» **SOURCE DOCUMENT**:
>>>

The next step was undertaken in July 2013, when the NDRC announced a two-tiered city-gate price system for 29 provinces. The price controls for all types of gas supplied by pipeline switched from the wellhead to the city gate. Prices for offshore, domestic and imported LNG and unconventional resources became exempt from price controls unless delivered via regional pipeline networks. CNOOC received exclusive rights to buy offshore gas from independent producers.  Prices in the municipalities were defined by a base demand and the price of incremental gas volumes.  Natural gas consumption exceeding the 2012 level was classified as the ‘incremental volume’. The price of natural gas consumption beyond the ’base demand’ was indexed to the import price of mazut and LPG in Shanghai at a ratio of 60:40 with a discount of 15%. The price in each region was weighed by the transportation costs from Shanghai and the purchasing power in each region.

Therefore, in each region, the price ceiling and the base demand price were at a different level.

In 2015, the NDRC announced that China officially ended its two-tier gas pricing system. The ‘incremental’ city-gate prices were cut and the factual city-gate prices were raised in every province in order for the two different gas prices to converge.  In 2017, the NDRC announced a new stage in its natural gas market reform: regulation of non-residential city gate price is now to be removed. Gas companies are encouraged to gradually split sales and pipeline businesses to promote a market-based pricing mechanism and the government is only to step in when abnormal price fluctuations occur.  Finally, at the end of 2017, it was announced that the creation of a Chinese gas index is one of the priorities, and there are two exchanges now trading natural gas: Shanghai and Chongqing. These developments suggest that the Chinese natural gas market moves toward a principally new stage in its development. As summarized below (Figure 2), the movement is logically geared towards the market pricing of natural gas.

Figure 2. Natural gas pricing reform in China: Chronology

What will be the outcomes for the regional and global gas markets? Firstly, it is important to mention that China has created a set of pre-conditions for competitive price discovery (removal of regulated prices). Secondly, China is currently making steps to launch a gas price index. If such an index earns the trust of outside players, it may serve as the regional index as well. Therefore, changes in the national gas market of China can have a transformative influence on the regional gas market structure.

Energy market and state energy company reform in South Korea

Together with Japan and China, South Korea is one of the largest players in the LNG market, and until 2017 it was the second largest importer of LNG after Japan, until overtaken by China. Currently, the natural gas market in Korea is also experiencing some changes. 

Wholesale gas market in Korea is monopolized by the state company, Korea Gas Corporation (KOGAS). Traditionally KOGAS was the sole seller of natural gas in the wholesale market and in addition to that, it has always been the largest importer of LNG in the country, being responsible for over 90% of all LNG imports. In June 2016, the Korean government approved the plan of gradual opening of gas imports and the wholesale market to the private sector by 2025, ,   after KOGAS’ 9 million tons per year long-term contracted volumes of LNG with Qatar and Oman expire in 2024.  The liberalization of the gas market is aimed at strengthening competition in the gas and electricity market.

It is worth mentioning that natural gas and electricity sectors are closely interlinked in Korea, like in many other countries: the developments in the electricity generation mix directly affect demand for natural gas. Under the 8th electricity plan announced in 2017, which reflects environmental and safety factors in addition to objectives of stable power supply and economic efficiency, Korea will produce more power from renewable energy sources and natural gas, while gradually reducing its reliance on nuclear power and coal. Thus, the role of natural gas is likely is likely to strengthen. Like in natural gas, electricity sector is also dominated by a single entity – Korea Electric Power Corporation (KEPCO). While KEPCO and other companies in the electricity and industrial sector could import LNG, it was possible to use it for their own consumption only. However, as private companies can gain access to the wholesale market after 2025, the competition in gas and electricity markets is very likely to increase.

<<<

» **MATERIAL PROVIDED**:
>>>

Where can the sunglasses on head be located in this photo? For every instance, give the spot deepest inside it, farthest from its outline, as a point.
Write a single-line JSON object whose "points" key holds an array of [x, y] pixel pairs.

<<<

» **EXERCISES TO COMPLETE**:
1 – List every country named in the text on gas market reform.
2 – Reproduce the passage of the text on gas market reform between "Wholesale gas market" and "and electricity market.", inclusive.

» **SOLUTIONS**:
1 – China, Japan, South Korea, Qatar, Oman

2 –
Wholesale gas market in Korea is monopolized by the state company, Korea Gas Corporation (KOGAS). Traditionally KOGAS was the sole seller of natural gas in the wholesale market and in addition to that, it has always been the largest importer of LNG in the country, being responsible for over 90% of all LNG imports. In June 2016, the Korean government approved the plan of gradual opening of gas imports and the wholesale market to the private sector by 2025, ,   after KOGAS’ 9 million tons per year long-term contracted volumes of LNG with Qatar and Oman expire in 2024.  The liberalization of the gas market is aimed at strengthening competition in the gas and electricity market.